> _Excerpted passage_
[Start of section]

We are proudly poisoning our water sources and pretending that nature will forgive us. It will not. Nature is fair and patient, yes, but it is neither passive nor insensitive.
Climate Change
Meanwhile, climate change is no longer knocking. It kicked the door open and is now comfortably gazing at us in our bedrooms. Temperatures in Uganda have risen by 1.3°C since 1960. Rainfall patterns have become as unpredictable as LC 1 polls. In some areas, farmers are planting maize in February only for the rain to show up in May like a lazy cousin with excuses. At times, as it is now, rains come down with youthful vigour almost immediately at any time of the day. Crops wither because of excessive rains or drought, boreholes dry up, and our cows stare at us, and seem to say: “Eh, is this the pasture you promised?”
In Karamoja, climate-induced hunger haunts households like a shadow. Droughts now last longer, yet floods in Wakiso and the surrounding areas still sneak in like a Sunday guest who said they weren’t coming. In Kasese, floods regularly displace communities with the reliability of Uganda’s electricity supply. And in Kampala, each rainfall turns roads into swimming pools, complete with stranded cars and journalists reporting live in gumboots. Still, we call these things “natural disasters” when, in fact, they are manmade results of environmental negligence. We should know that our weather no longer has seasons…these are now mood swings. Alongside the arrogant floods, the Sun now has the personality of a village elder with a life-long grudge.

[End of section]

> _Try it_
Take the piece on climate change in Uganda further, continuing on from its closing line about the Sun. The entries that follow are separate material with no connection to the piece on climate change and environmental neglect in Uganda.

> _Provided information_
[Start of section]

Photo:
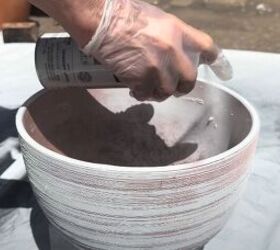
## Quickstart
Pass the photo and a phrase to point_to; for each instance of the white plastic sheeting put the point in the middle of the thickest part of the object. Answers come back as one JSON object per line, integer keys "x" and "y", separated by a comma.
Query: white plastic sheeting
{"x": 255, "y": 223}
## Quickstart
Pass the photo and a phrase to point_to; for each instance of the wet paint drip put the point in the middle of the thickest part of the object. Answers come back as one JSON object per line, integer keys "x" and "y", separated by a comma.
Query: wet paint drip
{"x": 211, "y": 120}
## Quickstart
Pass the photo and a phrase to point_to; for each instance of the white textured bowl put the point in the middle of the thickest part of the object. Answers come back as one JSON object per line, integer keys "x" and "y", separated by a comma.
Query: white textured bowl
{"x": 100, "y": 205}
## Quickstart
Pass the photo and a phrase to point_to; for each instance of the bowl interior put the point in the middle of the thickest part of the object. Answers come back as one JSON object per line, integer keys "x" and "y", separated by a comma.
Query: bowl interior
{"x": 107, "y": 126}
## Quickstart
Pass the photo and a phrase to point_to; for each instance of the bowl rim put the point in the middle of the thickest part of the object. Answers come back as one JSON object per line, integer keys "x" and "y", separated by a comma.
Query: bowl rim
{"x": 115, "y": 168}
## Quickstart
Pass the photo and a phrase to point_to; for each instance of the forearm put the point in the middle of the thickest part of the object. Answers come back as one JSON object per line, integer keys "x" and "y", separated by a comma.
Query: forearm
{"x": 78, "y": 17}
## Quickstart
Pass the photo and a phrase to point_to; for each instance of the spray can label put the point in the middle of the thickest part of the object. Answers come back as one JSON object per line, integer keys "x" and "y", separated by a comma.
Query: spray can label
{"x": 60, "y": 63}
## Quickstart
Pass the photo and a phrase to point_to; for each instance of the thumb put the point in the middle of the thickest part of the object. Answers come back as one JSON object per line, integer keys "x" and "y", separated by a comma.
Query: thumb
{"x": 218, "y": 63}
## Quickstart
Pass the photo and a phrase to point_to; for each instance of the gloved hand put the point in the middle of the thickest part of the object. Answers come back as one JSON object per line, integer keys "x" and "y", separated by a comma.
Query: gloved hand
{"x": 153, "y": 52}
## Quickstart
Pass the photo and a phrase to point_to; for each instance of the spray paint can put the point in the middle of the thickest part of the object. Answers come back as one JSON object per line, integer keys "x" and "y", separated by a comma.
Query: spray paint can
{"x": 60, "y": 63}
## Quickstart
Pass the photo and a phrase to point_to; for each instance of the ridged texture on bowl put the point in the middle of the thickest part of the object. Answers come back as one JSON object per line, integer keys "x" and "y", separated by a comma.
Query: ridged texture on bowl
{"x": 146, "y": 209}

[End of section]

> _Response for this exercise_
Nature Never Negotiates
Amidst all this chaos, we still act like the environment is a luxury. We think we can always negotiate with nature. But let us remember that Mother Nature doesn’t attend stakeholder meetings. She doesn’t respond to petitions. She acts, and acts decisively. And so we return to the uncomfortable question: Where Will You Go When Nature’s Ride Ends?
When the last tree is cut, when the last river dries, and when the last breeze turns into a dust storm, will you look for shelter in a plastic bag? Will you dig a borehole in a former wetland? Will you ask for rain in a WhatsApp group? Climate enthusiasts remind us that promises do not save humanity. We must, therefore, stop promising to act, but must start real actions.
When the forests are gone, the air chokes, and every drop of rain turns your roof into a water drum; when food becomes a monthly miracle and fresh water becomes currency; when you stand at the edge of a flooded wetland-turned-slum and ask how it got to this; truly, where will you go? Will you go to Mars? Mars isn’t ready for tenants, I believe. The Sahara doesn’t take bookings. Rwanda? Rwandans are busy planting trees and managing plastic bans. South Sudan? It’s already facing its own climate challenges. Dear Ugandan, there is no escape plan. This muddy, dusty, Sun-beaten, kaveera-filled land is our ride.
Time for Action
The time to act is now. Not tomorrow. Not in the next budget cycle, and not during the next disaster. We must begin to regrow our lost forests, protect what remains of our wetlands, reduce our addiction to plastic, and treat the environment with the kind of respect we reserve for our passports. If we don’t restore it, protect it, and sustain it, we won’t do rides any more. We will walk. Not in protest but in search of survival. On foot. In heat. Through floods.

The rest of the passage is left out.